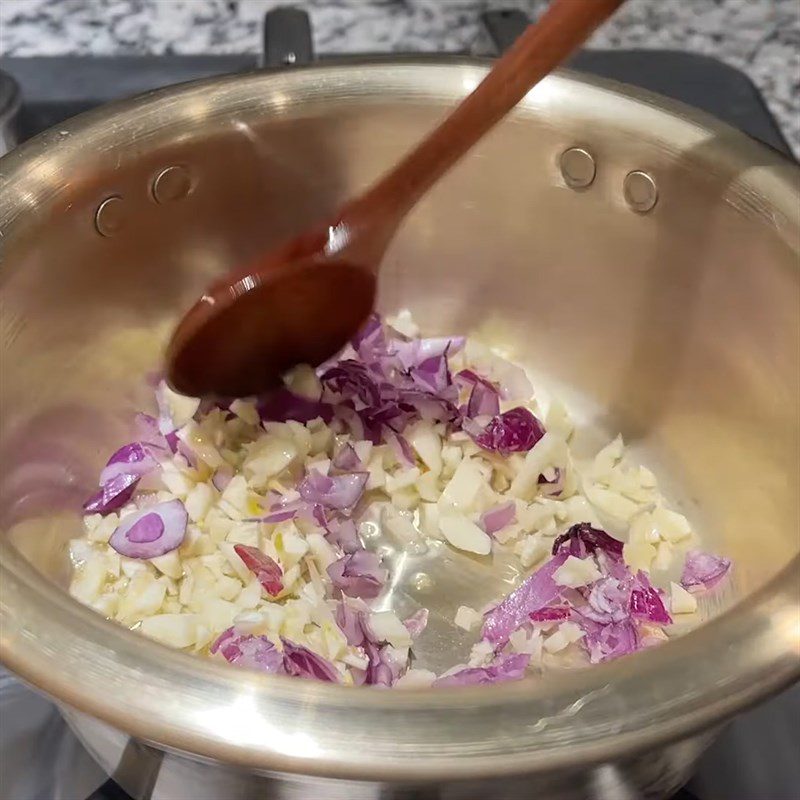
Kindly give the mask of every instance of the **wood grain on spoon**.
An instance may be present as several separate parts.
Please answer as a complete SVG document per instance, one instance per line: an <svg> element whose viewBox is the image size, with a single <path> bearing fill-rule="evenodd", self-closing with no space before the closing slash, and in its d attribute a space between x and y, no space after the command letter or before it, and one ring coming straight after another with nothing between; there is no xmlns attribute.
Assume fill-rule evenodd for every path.
<svg viewBox="0 0 800 800"><path fill-rule="evenodd" d="M475 91L336 216L211 286L167 350L172 386L256 395L291 366L334 355L369 315L378 268L422 195L623 0L554 0Z"/></svg>

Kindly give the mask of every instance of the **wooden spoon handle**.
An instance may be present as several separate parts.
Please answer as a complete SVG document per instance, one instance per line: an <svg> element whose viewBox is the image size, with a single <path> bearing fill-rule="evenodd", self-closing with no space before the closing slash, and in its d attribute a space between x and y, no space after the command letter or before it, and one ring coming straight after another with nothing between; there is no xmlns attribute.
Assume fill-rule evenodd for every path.
<svg viewBox="0 0 800 800"><path fill-rule="evenodd" d="M402 215L624 0L553 0L459 106L357 204Z"/></svg>

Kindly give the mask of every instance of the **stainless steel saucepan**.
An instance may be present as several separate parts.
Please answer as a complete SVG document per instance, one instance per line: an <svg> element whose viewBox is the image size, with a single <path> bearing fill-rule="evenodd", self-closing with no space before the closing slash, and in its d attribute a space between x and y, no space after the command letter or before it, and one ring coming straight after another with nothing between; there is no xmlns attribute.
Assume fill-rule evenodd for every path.
<svg viewBox="0 0 800 800"><path fill-rule="evenodd" d="M101 108L0 161L0 656L135 796L666 796L715 729L800 674L800 173L709 117L569 73L414 212L380 305L433 333L480 330L582 424L621 431L735 562L713 618L592 669L362 691L173 652L64 591L80 503L150 404L178 314L357 194L485 71L225 77ZM439 668L466 646L455 607L513 578L390 558L395 607L432 609L418 655Z"/></svg>

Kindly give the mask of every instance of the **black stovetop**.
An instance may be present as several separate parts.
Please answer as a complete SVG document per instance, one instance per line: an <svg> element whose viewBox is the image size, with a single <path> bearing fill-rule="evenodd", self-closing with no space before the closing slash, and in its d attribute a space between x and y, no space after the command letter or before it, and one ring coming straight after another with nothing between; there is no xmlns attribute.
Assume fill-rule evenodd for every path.
<svg viewBox="0 0 800 800"><path fill-rule="evenodd" d="M492 55L513 42L527 24L527 18L516 11L495 11L484 14L483 22L485 35L476 49L481 55ZM261 58L255 55L0 58L0 70L19 84L22 105L17 126L19 140L24 141L77 113L132 94L226 73L291 68L314 59L310 25L303 12L278 9L267 14L264 44ZM341 57L319 56L323 62L334 58ZM700 108L790 155L786 140L749 78L715 59L663 50L585 50L573 58L570 66L635 84ZM73 767L83 763L87 756L80 751L80 745L55 711L48 716L46 709L41 708L43 700L33 695L29 701L24 700L21 693L27 690L17 687L13 689L16 705L9 706L6 711L14 715L12 727L19 727L24 733L20 734L22 739L17 737L11 746L16 749L29 737L29 752L33 752L42 741L53 744L57 740L54 746L62 754L62 761L68 761ZM0 691L0 710L2 706ZM31 727L28 720L36 719L37 714L41 721ZM20 715L26 720L17 719ZM797 688L743 715L712 746L701 760L689 787L674 800L693 797L701 800L797 800L800 797L800 760L796 757L800 749L797 747L798 719L800 689ZM53 781L31 781L23 776L21 782L15 782L18 776L12 773L20 764L10 758L8 749L5 742L0 742L2 767L6 780L11 778L8 786L13 800L55 800ZM66 757L63 756L65 752ZM30 766L41 777L42 770L36 765ZM44 771L53 772L53 779L56 779L57 770L52 759ZM66 774L67 767L62 771ZM84 765L86 772L91 772L88 761ZM91 774L96 784L102 783L96 769ZM84 786L85 782L80 785ZM33 789L34 786L37 788ZM23 788L23 794L14 794L14 787L27 789ZM81 791L85 796L91 789ZM82 800L63 794L61 789L58 797ZM128 796L109 779L91 794L90 800L128 800Z"/></svg>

* * *

» **EXERCISE**
What is needed is every record above printed exactly, with no pictures.

» **OUTPUT OF THE EXERCISE**
Kindly give the mask of every instance of the **wood grain on spoon**.
An instance may be present as several separate parts.
Please answer as a complete SVG document per instance, one instance per line: an <svg> element whose viewBox is the image size, with a single <path> bearing fill-rule="evenodd", self-closing with no space before the closing slash, and in its d attribute a space between x and y, no space after the command letter or before it, and one ring coming straight after another with nothing between; there is no xmlns attribute.
Assume fill-rule evenodd for every path.
<svg viewBox="0 0 800 800"><path fill-rule="evenodd" d="M475 91L336 216L211 286L167 350L172 386L256 395L291 366L334 355L369 315L378 268L422 195L623 0L554 0Z"/></svg>

Kindly give the mask of every instance of the **wooden spoon handle**.
An instance may be present as several separate parts.
Please answer as a complete SVG document per instance, one instance per line: an <svg> element whose viewBox is the image size, with a single <path> bearing fill-rule="evenodd", self-closing with no space before the closing slash, and in its d attribute a space between x and y, no space after the command letter or before it, and one ring coming straight after another with nothing between; there is no xmlns attribute.
Assume fill-rule evenodd for every path.
<svg viewBox="0 0 800 800"><path fill-rule="evenodd" d="M402 215L624 0L553 0L459 106L357 204Z"/></svg>

Kindly give the mask of every instance of the **stainless steel saucepan**.
An instance may be present as several separate parts.
Please answer as a complete SVG document per instance, one instance per line: an <svg> element whose viewBox is the image size, with a single <path> bearing fill-rule="evenodd", self-closing with no space before the closing slash, and in its d attribute a space between x and y, no space after the command letter or before it, and one ring coming straight after another with nothing between; there is no xmlns attribute.
Assume fill-rule evenodd for every path.
<svg viewBox="0 0 800 800"><path fill-rule="evenodd" d="M101 108L0 161L0 656L135 796L666 796L715 729L800 674L800 173L709 117L569 73L414 212L380 305L433 333L480 330L582 424L621 431L735 562L713 618L592 669L362 691L173 652L64 591L80 503L150 404L178 314L357 194L485 71L225 77ZM439 668L466 646L455 607L513 578L390 558L395 607L432 609L418 655Z"/></svg>

Kindly give the mask of every instance of the **black stovetop**.
An instance may be present as several separate parts.
Please answer as a complete SVG document per instance, one instance per line: an <svg> element whose viewBox is the image size, with a single <path> bearing fill-rule="evenodd", self-closing with no space before the closing slash, and in its d attribute a space between x and y, no space after the command letter or before it, and one ring coming straight after another with nothing between; there is no xmlns attribute.
Assume fill-rule evenodd for every path.
<svg viewBox="0 0 800 800"><path fill-rule="evenodd" d="M492 55L513 42L527 24L527 18L516 11L495 11L484 14L483 22L485 35L476 49L481 55ZM261 58L255 55L0 58L0 70L19 84L22 105L17 126L19 140L24 141L77 113L132 94L226 73L291 68L314 59L310 25L303 12L278 9L267 14L264 44ZM341 57L319 56L323 62L334 58ZM700 108L790 155L786 140L749 78L715 59L663 50L585 50L573 58L570 66L635 84ZM73 767L83 763L87 756L80 751L80 745L55 711L48 716L46 709L41 708L43 700L33 695L29 701L24 700L21 693L27 690L17 687L13 689L16 705L9 706L6 711L14 715L12 727L19 727L24 733L20 734L22 739L17 737L11 746L16 749L29 737L29 752L33 752L42 741L53 744L57 740L54 746L62 754L62 761L68 761ZM0 691L0 710L2 706ZM31 727L28 720L36 719L37 714L41 721ZM20 715L26 720L17 719ZM797 688L743 715L712 746L701 760L689 787L674 800L693 797L701 800L797 800L800 797L800 760L796 757L800 749L797 747L798 719L800 689ZM53 781L31 781L23 776L21 782L15 782L18 776L12 773L20 764L10 758L8 749L5 742L0 742L2 767L6 780L11 778L8 786L13 800L55 800ZM66 757L63 756L65 752ZM30 766L41 777L42 770L36 765ZM44 771L53 772L53 779L56 779L57 770L52 759ZM66 774L67 767L62 771ZM84 765L86 772L91 772L88 761ZM91 774L96 784L102 783L96 769ZM84 786L85 782L80 785ZM33 789L34 786L37 788ZM23 788L23 794L14 794L14 787L27 789ZM81 791L85 796L91 789ZM82 800L63 794L61 789L58 797ZM128 796L109 779L91 794L90 800L128 800Z"/></svg>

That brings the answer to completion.